Selected excerpt.
---------------
The thing that makes me really sad about that is that what we’re really saying here is that we don’t matter. The song that our heart is trying to sing doesn’t deserve to be heard. We’re saying that our uniqueness isn’t important – that our creations (different to anything created by anyone else) are unworthy. And this isn’t true.

All of us are creative: it’s what defines us as human beings. It is innate, and therefore comes naturally (we only have to look at children to see the truth in this). So the greatest thing about getting creative is that it’s less about learning a whole load of new skills (there might be some of that) and more about getting out of our own way. We need to STOP doing all the stuff that gets in the way, and let the magic of creativity flow through us.

Before we die

The sun is shining today with a warmth I’ve not felt on my skin since some time at the end of last summer. I stood outside in the garden for a few moments this morning and turned my face to the sky. It was a glorious feeling, and I thought what I often think at moments like that: one day I’ll be dead and I’ll never get to feel this again. I know that lots of us don’t like to think about death but I always have – even as a child, which admittedly caused me some anxiety! When I was about eight years old I spent a good year or so obsessively worrying that when I died (I believed in an afterlife) I wouldn’t know how to find all my already-dead relatives! Then I spent my teenage years ruminating almost constantly about dying from cancer. I could continue, but suffice to say that death has never been far from my mind. You might think that sounds unhealthy but the upside is that I’ve learned to be really clear with myself about what it is I need to do while I’m still alive!
---------------
Collected data.
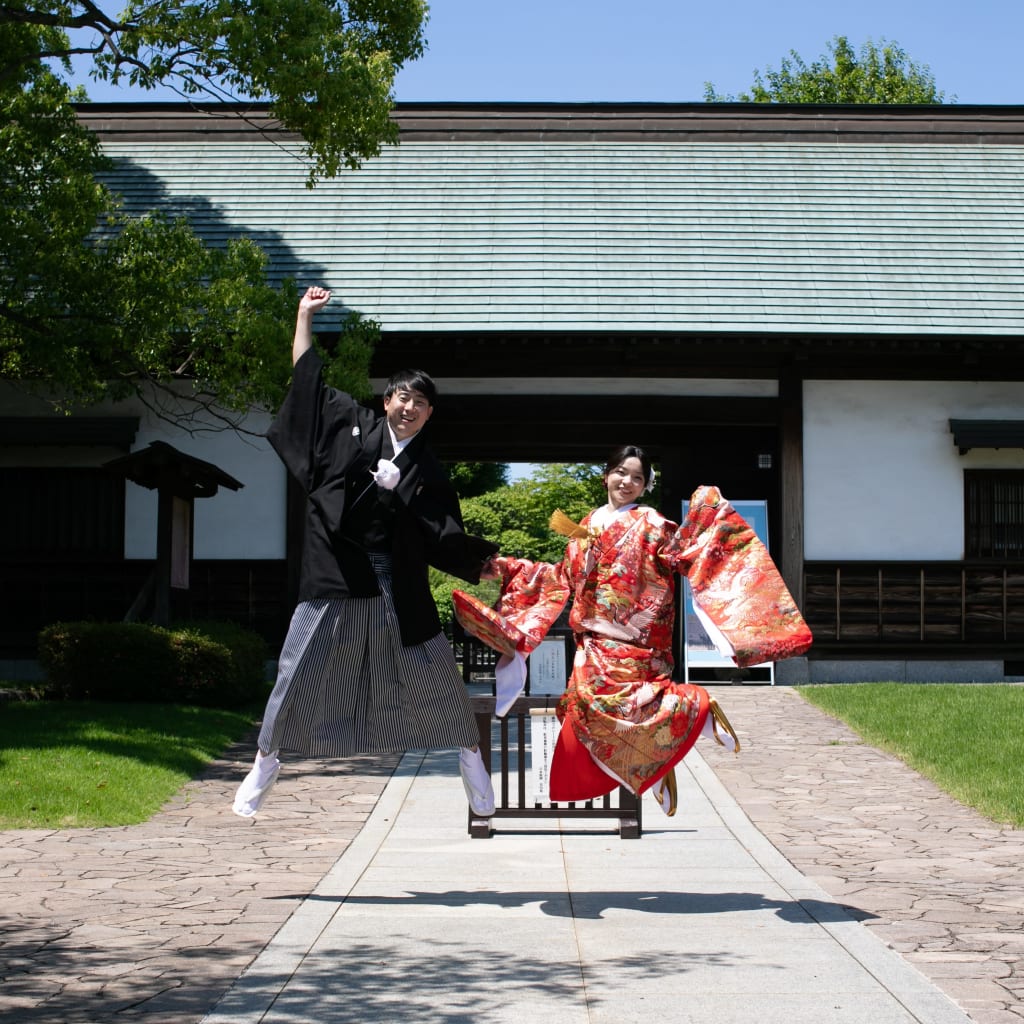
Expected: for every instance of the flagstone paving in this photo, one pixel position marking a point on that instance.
(155, 922)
---------------
Task directions. Duplicate everything from "The thing that" down to "this isn’t true." in the piece on creativity above, word for word.

Answer below.
The thing that makes me really sad about that is that what we’re really saying here is that we don’t matter. The song that our heart is trying to sing doesn’t deserve to be heard. We’re saying that our uniqueness isn’t important – that our creations (different to anything created by anyone else) are unworthy. And this isn’t true.